**Request:**
Rewrite the listing below with "elbow" swapped for "wrist" everywhere it appears and everything else unchanged. Omit the pictures from your answer.

**Task data:**
• • • • • • •
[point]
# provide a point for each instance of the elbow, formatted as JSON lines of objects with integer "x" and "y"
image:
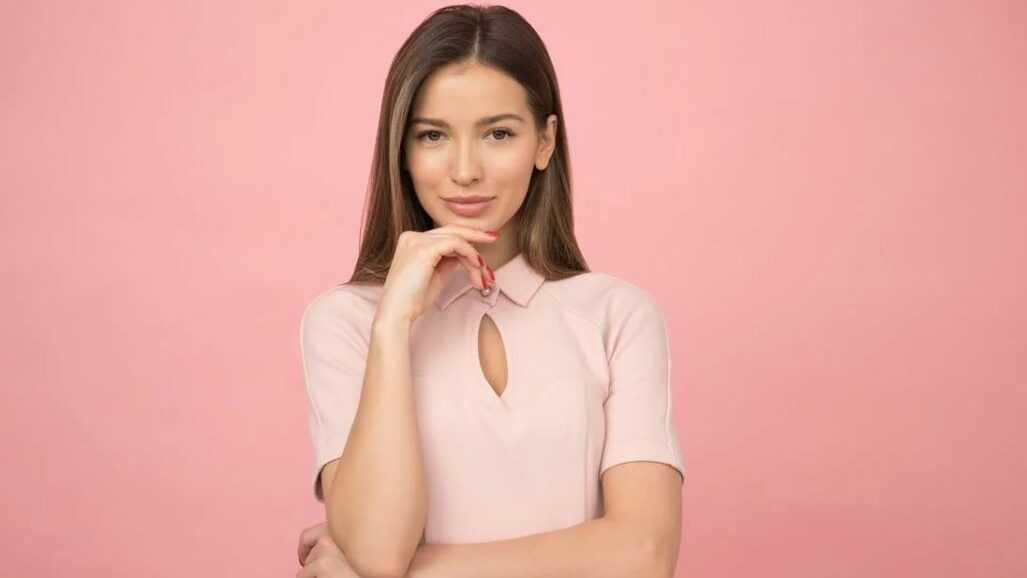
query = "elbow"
{"x": 383, "y": 568}
{"x": 657, "y": 561}
{"x": 374, "y": 562}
• • • • • • •
**Full response:**
[point]
# provide a point for each instance of the wrist, formatted as JSON lines of objects with integer "x" and "y"
image:
query = "wrist"
{"x": 383, "y": 568}
{"x": 657, "y": 561}
{"x": 374, "y": 562}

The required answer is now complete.